Required action
Your response must be the entire set of entries, reproduced word for word.
Records supplied START
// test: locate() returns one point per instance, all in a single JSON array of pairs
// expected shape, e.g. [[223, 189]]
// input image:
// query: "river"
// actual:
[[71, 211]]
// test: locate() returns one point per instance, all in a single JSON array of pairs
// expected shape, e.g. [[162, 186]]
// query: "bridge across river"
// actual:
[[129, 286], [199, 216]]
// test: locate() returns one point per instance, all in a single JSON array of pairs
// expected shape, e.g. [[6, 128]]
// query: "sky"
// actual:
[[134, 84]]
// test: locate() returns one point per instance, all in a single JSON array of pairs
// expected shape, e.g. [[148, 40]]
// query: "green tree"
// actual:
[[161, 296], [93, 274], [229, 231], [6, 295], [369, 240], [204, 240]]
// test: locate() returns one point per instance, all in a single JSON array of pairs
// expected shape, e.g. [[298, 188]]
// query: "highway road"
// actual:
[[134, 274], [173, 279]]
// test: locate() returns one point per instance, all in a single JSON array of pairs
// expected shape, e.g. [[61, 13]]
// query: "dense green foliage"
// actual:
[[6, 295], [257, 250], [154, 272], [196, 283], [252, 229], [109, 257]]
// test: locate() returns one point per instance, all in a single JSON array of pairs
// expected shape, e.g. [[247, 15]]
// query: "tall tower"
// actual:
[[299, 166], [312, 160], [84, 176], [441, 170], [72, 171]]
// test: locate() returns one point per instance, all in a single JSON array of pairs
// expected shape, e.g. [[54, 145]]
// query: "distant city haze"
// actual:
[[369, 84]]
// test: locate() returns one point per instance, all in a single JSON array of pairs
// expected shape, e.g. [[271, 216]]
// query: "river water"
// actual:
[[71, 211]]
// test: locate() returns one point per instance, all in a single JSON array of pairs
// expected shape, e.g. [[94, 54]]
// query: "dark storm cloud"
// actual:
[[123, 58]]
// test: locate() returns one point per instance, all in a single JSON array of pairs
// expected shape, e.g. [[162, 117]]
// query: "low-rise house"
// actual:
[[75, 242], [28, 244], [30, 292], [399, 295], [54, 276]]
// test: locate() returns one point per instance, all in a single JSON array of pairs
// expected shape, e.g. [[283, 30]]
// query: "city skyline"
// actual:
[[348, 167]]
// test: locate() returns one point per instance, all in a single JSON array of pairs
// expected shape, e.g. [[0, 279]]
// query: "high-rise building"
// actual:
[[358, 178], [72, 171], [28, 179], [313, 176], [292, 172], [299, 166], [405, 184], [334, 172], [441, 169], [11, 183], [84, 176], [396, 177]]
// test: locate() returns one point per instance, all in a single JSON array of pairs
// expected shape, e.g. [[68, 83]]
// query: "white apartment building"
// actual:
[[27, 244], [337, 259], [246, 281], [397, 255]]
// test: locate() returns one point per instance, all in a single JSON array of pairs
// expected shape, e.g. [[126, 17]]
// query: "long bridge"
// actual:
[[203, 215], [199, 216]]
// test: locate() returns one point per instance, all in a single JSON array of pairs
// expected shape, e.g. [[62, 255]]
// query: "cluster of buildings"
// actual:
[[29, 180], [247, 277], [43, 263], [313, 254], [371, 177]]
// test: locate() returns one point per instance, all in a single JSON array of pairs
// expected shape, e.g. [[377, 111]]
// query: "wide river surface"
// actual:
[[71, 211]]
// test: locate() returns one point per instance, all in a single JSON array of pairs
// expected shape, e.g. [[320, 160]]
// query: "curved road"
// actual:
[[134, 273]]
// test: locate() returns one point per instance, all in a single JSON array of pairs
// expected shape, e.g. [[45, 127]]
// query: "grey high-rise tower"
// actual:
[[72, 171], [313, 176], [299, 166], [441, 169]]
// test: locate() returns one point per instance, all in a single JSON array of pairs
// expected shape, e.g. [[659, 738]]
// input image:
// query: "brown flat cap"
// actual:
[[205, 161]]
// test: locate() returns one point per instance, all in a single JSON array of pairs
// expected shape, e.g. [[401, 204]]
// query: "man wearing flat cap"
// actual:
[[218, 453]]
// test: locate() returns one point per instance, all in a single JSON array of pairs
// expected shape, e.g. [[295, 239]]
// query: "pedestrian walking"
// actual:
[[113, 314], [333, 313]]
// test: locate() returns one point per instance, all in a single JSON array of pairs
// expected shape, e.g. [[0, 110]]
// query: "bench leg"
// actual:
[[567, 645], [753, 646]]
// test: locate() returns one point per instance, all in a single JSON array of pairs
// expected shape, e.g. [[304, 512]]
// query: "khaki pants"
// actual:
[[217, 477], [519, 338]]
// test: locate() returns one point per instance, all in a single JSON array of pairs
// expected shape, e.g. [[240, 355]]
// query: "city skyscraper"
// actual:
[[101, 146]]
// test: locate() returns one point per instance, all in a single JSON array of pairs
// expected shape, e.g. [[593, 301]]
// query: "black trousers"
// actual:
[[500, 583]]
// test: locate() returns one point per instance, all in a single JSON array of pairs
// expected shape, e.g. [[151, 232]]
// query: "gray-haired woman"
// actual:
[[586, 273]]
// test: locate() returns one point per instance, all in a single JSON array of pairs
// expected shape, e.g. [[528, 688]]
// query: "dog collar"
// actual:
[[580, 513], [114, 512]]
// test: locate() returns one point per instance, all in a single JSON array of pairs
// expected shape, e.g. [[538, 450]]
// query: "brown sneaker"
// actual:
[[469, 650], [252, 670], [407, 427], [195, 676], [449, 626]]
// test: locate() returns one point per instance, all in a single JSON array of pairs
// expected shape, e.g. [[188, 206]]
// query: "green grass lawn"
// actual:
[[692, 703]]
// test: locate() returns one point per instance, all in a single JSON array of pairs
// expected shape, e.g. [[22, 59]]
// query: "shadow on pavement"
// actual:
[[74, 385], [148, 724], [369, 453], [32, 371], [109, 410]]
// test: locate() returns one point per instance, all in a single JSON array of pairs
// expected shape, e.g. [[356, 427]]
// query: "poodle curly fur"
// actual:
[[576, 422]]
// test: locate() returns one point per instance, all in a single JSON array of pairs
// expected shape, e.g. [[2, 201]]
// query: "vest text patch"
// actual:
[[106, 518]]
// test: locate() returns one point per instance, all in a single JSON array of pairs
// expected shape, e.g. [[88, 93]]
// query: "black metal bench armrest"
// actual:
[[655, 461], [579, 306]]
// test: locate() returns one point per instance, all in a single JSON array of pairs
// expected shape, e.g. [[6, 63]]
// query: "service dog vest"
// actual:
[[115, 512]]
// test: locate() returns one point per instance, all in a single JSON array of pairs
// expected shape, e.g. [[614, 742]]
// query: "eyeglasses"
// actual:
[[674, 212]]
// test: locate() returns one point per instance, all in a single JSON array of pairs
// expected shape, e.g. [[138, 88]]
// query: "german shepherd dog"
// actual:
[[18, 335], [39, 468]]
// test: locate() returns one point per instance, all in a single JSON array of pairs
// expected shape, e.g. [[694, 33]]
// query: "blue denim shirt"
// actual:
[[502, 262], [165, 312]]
Records supplied END
Answer below
// test: locate() returns one point per instance, all in a single JSON array of pairs
// expected shape, e.g. [[223, 189]]
// input image:
// query: "river"
// actual:
[[71, 211]]
// test: locate() returns one point per instance, all in a single JSON array of pairs
// expected shape, e.g. [[162, 186]]
// query: "bridge across river"
// actual:
[[129, 286], [199, 216]]
// test: locate() returns one point per instance, all in a single JSON array of pairs
// expected shape, e.g. [[6, 128]]
// query: "sky"
// actual:
[[134, 84]]
// test: locate() returns one point per instance, all in a single JSON array of pairs
// expected shape, e.g. [[148, 40]]
// query: "green tree"
// actual:
[[161, 296], [93, 274], [229, 231], [6, 295], [369, 240], [204, 240]]
// test: locate() returns one point per instance, all in a single JSON array of pairs
// expected shape, e.g. [[298, 188]]
// query: "highway road"
// actual:
[[134, 274], [173, 279]]
// test: locate() returns one point per instance, all in a single JSON array of pairs
// expected shape, e.g. [[61, 13]]
// query: "dense green foliage"
// actual:
[[6, 295], [257, 250], [154, 272], [196, 283], [252, 229], [109, 257]]
// test: locate() returns one point per instance, all in a single JSON array of pairs
// expected shape, e.g. [[247, 15]]
// query: "tall tower"
// actual:
[[299, 166], [312, 160], [84, 176], [441, 170], [72, 171]]
// test: locate() returns one point per instance, all in a single JSON array of pairs
// expected shape, e.g. [[54, 145]]
// query: "distant city haze"
// actual:
[[369, 84]]
// test: locate() returns one point per instance, all in a single JSON array of pairs
// expected shape, e.g. [[271, 216]]
// query: "river water"
// actual:
[[71, 211]]
// test: locate() returns one point per instance, all in a single JSON array of pairs
// expected shape, e.g. [[94, 54]]
// query: "dark storm cloud"
// actual:
[[123, 58]]
// test: locate() returns one point per instance, all in a single JSON array of pairs
// expected shape, e.g. [[162, 117]]
// query: "low-rise house"
// actual:
[[75, 242], [28, 244], [30, 292], [399, 295], [54, 276]]
// test: locate() returns one point per instance, all in a single JSON array of pairs
// expected shape, e.g. [[283, 30]]
// query: "city skyline"
// actual:
[[348, 167]]
// test: locate() returns one point per instance, all in a single JSON array of pairs
// expected shape, e.g. [[0, 279]]
// query: "high-rise building"
// actual:
[[358, 178], [72, 171], [28, 179], [313, 176], [292, 172], [299, 166], [405, 184], [334, 172], [441, 169], [11, 183], [84, 176], [396, 177]]
// test: locate() returns one point per instance, all in a single JSON array of pairs
// expected shape, e.g. [[68, 83]]
// query: "white apartment building"
// actual:
[[27, 244], [337, 259], [246, 281], [397, 255]]
// test: locate() returns one point per instance, all in a single JSON array of pairs
// expected shape, e.g. [[126, 17]]
// query: "long bridge"
// actual:
[[203, 215], [199, 216]]
// test: locate() returns one point per instance, all in a single JSON array of pairs
// expected shape, e.g. [[62, 255]]
// query: "cluster of buildings"
// actual:
[[29, 180], [247, 277], [43, 263], [313, 254], [371, 177]]
// test: locate() returns one point per instance, all in a single JSON array of pairs
// expected shape, e.g. [[377, 111]]
// query: "wide river surface"
// actual:
[[71, 211]]
// test: locate() returns one point per instance, all in a single JSON array of pairs
// expected shape, e.g. [[320, 160]]
// query: "curved road"
// actual:
[[134, 273]]
// test: locate() returns one point per instance, all in a single JSON array of pairs
// expected shape, e.g. [[45, 127]]
// query: "grey high-rise tower"
// actual:
[[72, 171], [313, 176], [299, 166], [441, 169]]
// test: locate() returns one point per instance, all in a single JSON array of pairs
// expected shape, e.g. [[659, 738]]
// input image:
// query: "brown flat cap"
// actual:
[[205, 161]]
// test: locate() returns one point per instance, all in a single JSON array of pairs
// expected shape, e.g. [[401, 204]]
// query: "man wearing flat cap"
// actual:
[[218, 453]]
// test: locate() returns one point per instance, all in a single JSON array of pairs
// expected shape, e.g. [[295, 239]]
// query: "pedestrian walking"
// actual:
[[113, 314], [333, 313]]
// test: locate() returns one point per instance, all in a single JSON array of pairs
// expected shape, e.g. [[0, 110]]
// query: "bench leg"
// actual:
[[567, 645], [753, 646]]
// test: locate() returns one point per instance, all in a single JSON array of pairs
// expected shape, e.g. [[304, 512]]
// query: "khaki pants"
// actual:
[[217, 477], [519, 338]]
// test: locate() returns one point per instance, all in a single JSON array of pairs
// expected shape, e.g. [[240, 355]]
// query: "city skyscraper"
// actual:
[[101, 146]]
// test: locate() returns one point per instance, all in a single JSON array of pairs
// expected shape, e.g. [[593, 301]]
// query: "black trousers"
// actual:
[[500, 583]]
// test: locate() returns one point per instance, all in a single JSON array of pairs
// expected shape, e.g. [[151, 232]]
// query: "gray-haired woman"
// actual:
[[586, 273]]
// test: locate() returns one point per instance, all in a single JSON array of pairs
// expected shape, e.g. [[528, 688]]
// query: "dog collar"
// actual:
[[580, 513], [114, 512]]
// test: locate() returns one point per instance, all in a single JSON array of pairs
// expected shape, e.g. [[538, 450]]
// query: "brown sneaker"
// actual:
[[469, 650], [252, 670], [407, 427], [195, 676], [449, 626]]
// test: locate() returns one point per instance, all in a single JSON array of pairs
// expected shape, e.g. [[188, 206]]
// query: "green grass lawn"
// actual:
[[692, 703]]
// test: locate() returns one point per instance, all in a single JSON array of pairs
// expected shape, e.g. [[22, 59]]
// query: "shadow on pavement"
// actual:
[[74, 385], [148, 724], [369, 453], [32, 371], [109, 410]]
// test: locate() returns one point per instance, all in a single JSON array of pairs
// expected shape, e.g. [[356, 427]]
// query: "poodle curly fur"
// actual:
[[576, 422]]
// test: locate() returns one point per instance, all in a single JSON array of pairs
// expected shape, e.g. [[2, 201]]
// query: "vest text patch"
// actual:
[[106, 518]]
// test: locate() returns one point per instance, all in a single JSON array of pairs
// expected shape, e.g. [[88, 93]]
// query: "black metal bench armrest"
// actual:
[[655, 461], [579, 306]]
// test: locate() returns one point per instance, all in a single JSON array of pairs
// expected shape, e.g. [[6, 63]]
// query: "service dog vest"
// actual:
[[115, 512]]
// test: locate() returns one point per instance, all in a single JSON array of pairs
// expected shape, e.g. [[614, 742]]
// query: "eyeglasses"
// actual:
[[674, 212]]
// test: locate() returns one point per instance, all in a single JSON array of pairs
// expected shape, e.g. [[138, 88]]
// query: "german shepherd dog"
// actual:
[[18, 335], [39, 468]]
// test: locate() returns one point per instance, all in a single JSON array of pairs
// expected shape, e.g. [[694, 33]]
// query: "blue denim shirt"
// actual:
[[502, 262], [165, 312]]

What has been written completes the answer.